Directives:
(a) In the Army birthday address, change "Accelerated Warfare" to "Rapid Warfare" and give the passage starting with "In these extraordinary" and going on through "Deter and Respond.".
(b) Using the Army birthday address, answer these:
(i) Which birthday is the Army celebrating?
(ii) Within how many years are initial elements of the new combined arms capabilities expected to be fielded?
(iii) What will the new Land Combat College provide?
(c) Proceed with the Army birthday address from its last sentence.

==== Reading passage

These are just some of the commitments you have been involved in and excelled at. You have done this while continuing to modernise, introduce new capabilities, resume training and rebuild individual and collective preparedness. Across the Joint Staff and the Defence Enterprise, you have strengthened our alignment, embraced the urgency of transformation, strengthened partnerships and integration with defence industry.

It’s impressive, and I thank you all for your hard work, dedication and professionalism.

The Future

As we celebrate our birthday today, we look ahead to the future.

In these extraordinary times our Army and Defence Force must continue to be Ready Now and Future Ready, with people at the centre of all that we do. Preparing for what we describe as Accelerated Warfare has been and will continue to be our focus. The extensive capability investments announced by Government will dramatically improve our ability to generate land power options for the joint force to Shape, Deter and Respond.

They offer more operational and strategic flexibility and the means to respond to changing circumstances. A versatile and credible combat force that is more potent and connected is increasingly becoming a reality. Based on what is approved and what we might anticipate from the Force Structure Plan, we can expect to field initial elements of our new combined arms capabilities within the next five years.

These include the Boxer Combat Reconnaissance Vehicle, Infantry Fighting Vehicles, the new main battle tank, combat engineering vehicles, Apaches, Blackhawks and more Chinook helicopters, as well as air defence systems and protected mobile fires.

We are building these capabilities to ensure our land forces and special operations forces can operate at long-range, up-close, across the spectrum and in all domains.

A Land Combat College

On the occasion of our Army’s 121st birthday, I announce today that we are also establishing a Land Combat College.

The need for our training system to be agile and scalable in the generation of Army’s future warfighting capabilities is clear. A wide-ranging review of Army’s Training Enterprise identified the opportunity to simplify the training system by reorganising its authorities and structures to enhance the focus of professional mastery for our people. Army will take the first steps to establish a new Land Combat College, to provide a single authority for land combat education and training. This will improve the simplicity, agility and capacity within our Army to build and strengthen our warfighting capability.

========
==== Entries

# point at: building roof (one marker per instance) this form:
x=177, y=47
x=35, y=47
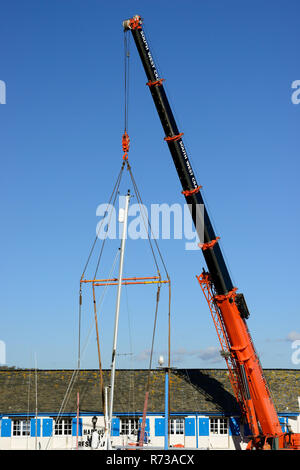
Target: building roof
x=191, y=390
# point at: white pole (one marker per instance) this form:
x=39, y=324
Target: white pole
x=113, y=360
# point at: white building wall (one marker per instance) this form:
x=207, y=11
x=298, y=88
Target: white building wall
x=69, y=442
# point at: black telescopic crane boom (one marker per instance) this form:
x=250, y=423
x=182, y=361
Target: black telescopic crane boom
x=213, y=254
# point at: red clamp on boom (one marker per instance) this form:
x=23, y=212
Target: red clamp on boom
x=231, y=294
x=125, y=145
x=174, y=137
x=189, y=192
x=157, y=82
x=133, y=23
x=207, y=245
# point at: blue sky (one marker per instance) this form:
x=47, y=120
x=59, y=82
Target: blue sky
x=229, y=66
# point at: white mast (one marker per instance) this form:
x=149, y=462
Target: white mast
x=123, y=216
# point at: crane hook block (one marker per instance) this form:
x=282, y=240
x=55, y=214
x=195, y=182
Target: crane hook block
x=125, y=145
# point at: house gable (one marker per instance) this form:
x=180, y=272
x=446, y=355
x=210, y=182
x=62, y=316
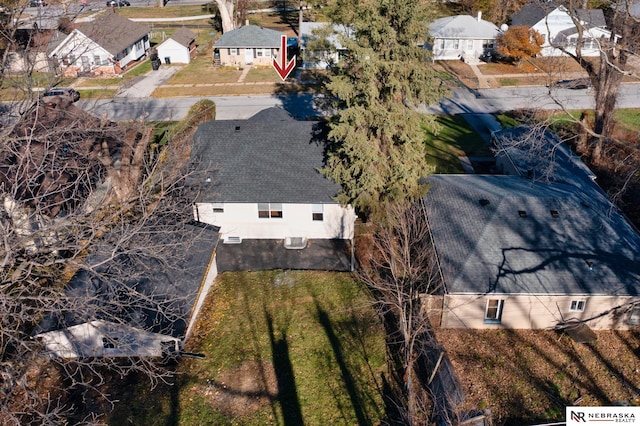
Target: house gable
x=514, y=236
x=114, y=33
x=250, y=36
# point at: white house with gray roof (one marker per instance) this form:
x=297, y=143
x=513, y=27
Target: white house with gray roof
x=555, y=23
x=106, y=45
x=248, y=45
x=462, y=37
x=525, y=254
x=259, y=179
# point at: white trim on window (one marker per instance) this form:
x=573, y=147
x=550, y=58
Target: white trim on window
x=270, y=210
x=577, y=305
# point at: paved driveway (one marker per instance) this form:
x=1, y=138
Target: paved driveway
x=143, y=86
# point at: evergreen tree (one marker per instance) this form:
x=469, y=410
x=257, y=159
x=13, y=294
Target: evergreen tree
x=376, y=142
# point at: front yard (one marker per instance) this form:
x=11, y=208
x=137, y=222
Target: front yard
x=280, y=348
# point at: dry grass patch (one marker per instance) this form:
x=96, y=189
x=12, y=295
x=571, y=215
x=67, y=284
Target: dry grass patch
x=220, y=90
x=525, y=376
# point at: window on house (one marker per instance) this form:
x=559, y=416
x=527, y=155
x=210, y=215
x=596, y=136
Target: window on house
x=317, y=212
x=270, y=210
x=493, y=311
x=577, y=305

========

The answers:
(a)
In these extraordinary times our Army and Defence Force must continue to be Ready Now and Future Ready, with people at the centre of all that we do. Preparing for what we describe as Rapid Warfare has been and will continue to be our focus. The extensive capability investments announced by Government will dramatically improve our ability to generate land power options for the joint force to Shape, Deter and Respond.

(b)
(i) Its 121st birthday.
(ii) Within the next five years.
(iii) A single authority for land combat education and training.

(c)
From today, the Combined Arms Training Centre and subordinate schools will be reorganised and grouped under the Royal Military College - Australia. Underpinned by future-focused industry partnerships, the coherence of our training centres will help us generate capability at a greater scale, focus tactical excellence and enhance personnel development and education to suit Army’s total workforce.

This is exactly what our training system must do to unlock the potential in our people and achieve professional mastery in what is an increasing demanding profession.

Good Soldiering

This will be another year of continuous change, new challenges and opportunities for our Army. We all have a role, and that is to understand the interconnected nature of the many efforts currently underway and to continue to work together, support each other and to deliver new capabilities for the future.

At the centre of all these changes are our people. You, your teams, your families. You enable our future and deliver results today. Continue to live our values: service, courage, respect, integrity, excellence. Do your best every day, and know that you are a valued member of a bigger team with a proud history and a vital future. This is what Good Soldiering is. This is what our Army is.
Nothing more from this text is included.